_Your task_: Beginning with the line that holds "form [1283, 648].", set down each line of the data below through the very last, exactly as given, and nothing beyond that.

_Information shown_:
<<<<
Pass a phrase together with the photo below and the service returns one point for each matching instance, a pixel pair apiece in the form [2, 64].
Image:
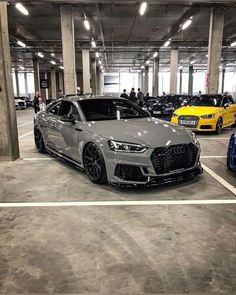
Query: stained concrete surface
[114, 250]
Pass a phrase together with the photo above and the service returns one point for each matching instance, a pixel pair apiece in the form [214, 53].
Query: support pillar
[17, 84]
[94, 77]
[214, 49]
[173, 71]
[36, 75]
[68, 49]
[223, 81]
[26, 85]
[146, 80]
[155, 85]
[190, 80]
[180, 81]
[53, 84]
[86, 70]
[9, 146]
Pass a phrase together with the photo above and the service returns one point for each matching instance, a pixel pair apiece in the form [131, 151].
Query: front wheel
[219, 126]
[94, 164]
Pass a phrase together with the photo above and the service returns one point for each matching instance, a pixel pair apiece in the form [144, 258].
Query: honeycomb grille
[168, 159]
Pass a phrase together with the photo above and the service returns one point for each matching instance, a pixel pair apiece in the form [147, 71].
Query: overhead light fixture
[93, 43]
[40, 54]
[22, 9]
[86, 24]
[187, 24]
[167, 43]
[155, 54]
[142, 8]
[22, 44]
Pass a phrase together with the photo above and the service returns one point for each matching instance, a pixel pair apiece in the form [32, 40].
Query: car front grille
[168, 159]
[188, 121]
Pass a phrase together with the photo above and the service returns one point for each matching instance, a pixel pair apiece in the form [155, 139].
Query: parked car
[20, 104]
[115, 141]
[207, 113]
[231, 156]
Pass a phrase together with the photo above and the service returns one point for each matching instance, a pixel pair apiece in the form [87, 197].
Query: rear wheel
[39, 142]
[94, 164]
[219, 126]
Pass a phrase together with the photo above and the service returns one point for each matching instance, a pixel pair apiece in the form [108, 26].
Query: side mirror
[68, 118]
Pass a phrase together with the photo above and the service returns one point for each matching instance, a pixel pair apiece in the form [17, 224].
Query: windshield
[111, 109]
[206, 101]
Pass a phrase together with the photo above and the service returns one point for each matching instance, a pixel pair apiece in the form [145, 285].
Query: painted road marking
[227, 185]
[116, 203]
[25, 134]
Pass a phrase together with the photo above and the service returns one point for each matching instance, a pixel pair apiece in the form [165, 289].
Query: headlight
[208, 116]
[126, 147]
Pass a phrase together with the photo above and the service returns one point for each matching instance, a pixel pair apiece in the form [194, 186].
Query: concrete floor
[114, 249]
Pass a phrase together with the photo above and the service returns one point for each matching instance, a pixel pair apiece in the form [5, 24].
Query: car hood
[197, 111]
[148, 131]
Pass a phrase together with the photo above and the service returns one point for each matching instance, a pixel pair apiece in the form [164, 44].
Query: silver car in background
[115, 141]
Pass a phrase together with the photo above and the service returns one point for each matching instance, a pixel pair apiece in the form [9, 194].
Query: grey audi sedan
[115, 141]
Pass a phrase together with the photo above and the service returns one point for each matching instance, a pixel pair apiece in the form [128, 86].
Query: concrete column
[155, 85]
[26, 84]
[9, 147]
[190, 80]
[173, 71]
[68, 48]
[180, 81]
[53, 83]
[17, 84]
[223, 81]
[61, 81]
[214, 49]
[86, 70]
[146, 80]
[36, 75]
[94, 77]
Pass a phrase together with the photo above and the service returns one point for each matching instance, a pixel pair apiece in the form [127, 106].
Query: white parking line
[227, 185]
[116, 203]
[21, 125]
[25, 134]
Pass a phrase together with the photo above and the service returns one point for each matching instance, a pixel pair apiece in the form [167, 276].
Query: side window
[54, 108]
[68, 108]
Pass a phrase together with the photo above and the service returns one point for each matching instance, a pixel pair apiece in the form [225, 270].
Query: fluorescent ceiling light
[93, 43]
[40, 54]
[22, 9]
[142, 8]
[21, 43]
[155, 54]
[86, 24]
[186, 24]
[167, 43]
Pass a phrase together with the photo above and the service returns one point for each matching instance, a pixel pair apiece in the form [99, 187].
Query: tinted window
[110, 109]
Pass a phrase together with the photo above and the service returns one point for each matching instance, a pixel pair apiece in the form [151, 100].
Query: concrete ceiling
[124, 38]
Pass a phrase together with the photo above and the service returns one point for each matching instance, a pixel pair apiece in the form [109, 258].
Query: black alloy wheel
[39, 142]
[219, 126]
[94, 164]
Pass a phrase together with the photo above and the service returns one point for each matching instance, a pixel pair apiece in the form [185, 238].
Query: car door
[69, 132]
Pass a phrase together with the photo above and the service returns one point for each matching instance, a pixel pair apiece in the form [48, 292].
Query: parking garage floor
[172, 239]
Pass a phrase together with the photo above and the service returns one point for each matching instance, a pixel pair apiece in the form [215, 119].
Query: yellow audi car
[207, 113]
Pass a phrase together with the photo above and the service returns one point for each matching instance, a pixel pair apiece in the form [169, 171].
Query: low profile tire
[39, 142]
[219, 126]
[94, 164]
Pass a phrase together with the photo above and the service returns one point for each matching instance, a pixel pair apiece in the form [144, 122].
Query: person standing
[124, 94]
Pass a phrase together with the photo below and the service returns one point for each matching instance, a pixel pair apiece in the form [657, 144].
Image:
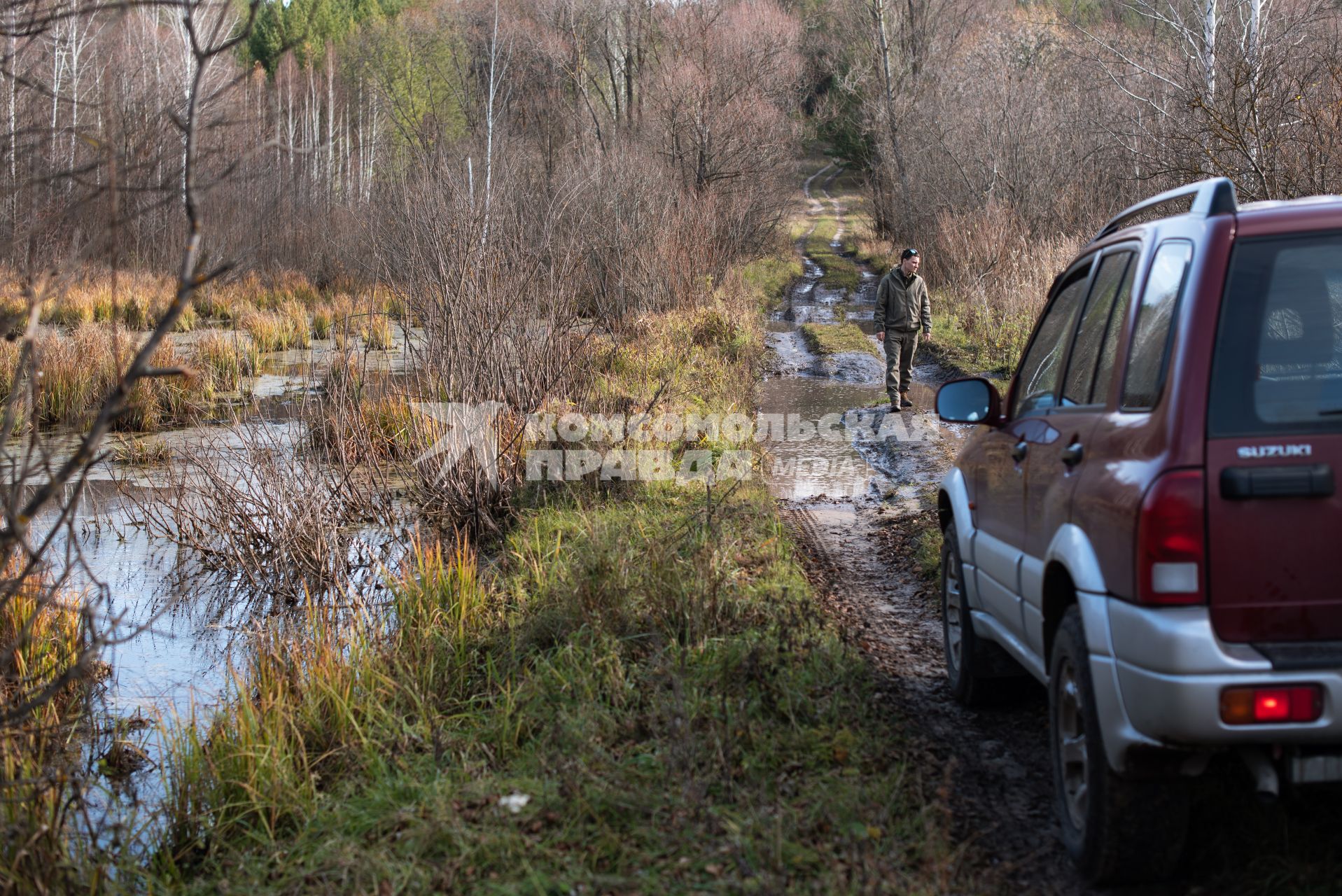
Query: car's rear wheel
[1117, 830]
[964, 652]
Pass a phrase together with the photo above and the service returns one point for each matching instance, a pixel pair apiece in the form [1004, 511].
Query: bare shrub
[270, 518]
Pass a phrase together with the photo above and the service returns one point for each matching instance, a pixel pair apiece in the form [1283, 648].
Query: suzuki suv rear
[1144, 521]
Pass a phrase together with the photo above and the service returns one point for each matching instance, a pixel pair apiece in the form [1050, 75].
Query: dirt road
[859, 509]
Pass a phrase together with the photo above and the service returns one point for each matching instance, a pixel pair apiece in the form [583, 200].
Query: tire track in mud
[991, 764]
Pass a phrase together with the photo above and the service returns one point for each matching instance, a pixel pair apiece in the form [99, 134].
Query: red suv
[1142, 522]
>>>>
_Exercise solution_:
Pass a phrase together with the photo above and the service returns one point for each matching instance, a pixel pair apiece in the form [1283, 648].
Query: suzuki suv rear
[1144, 521]
Pass a phrase together with the photo above and the service returns one point for each matching instance, a pixel pair apiece in the form [1050, 75].
Query: dirt road
[859, 509]
Pass a phrase together with the photo above and the service returns one point for each matching instance, a pixel pair apiece in the form [583, 200].
Query: tire track in mud
[991, 764]
Pass a phrase together with the photo above and the service returns one point for each matching instance, a pixel pair apiece in the form [99, 134].
Query: red suv
[1142, 522]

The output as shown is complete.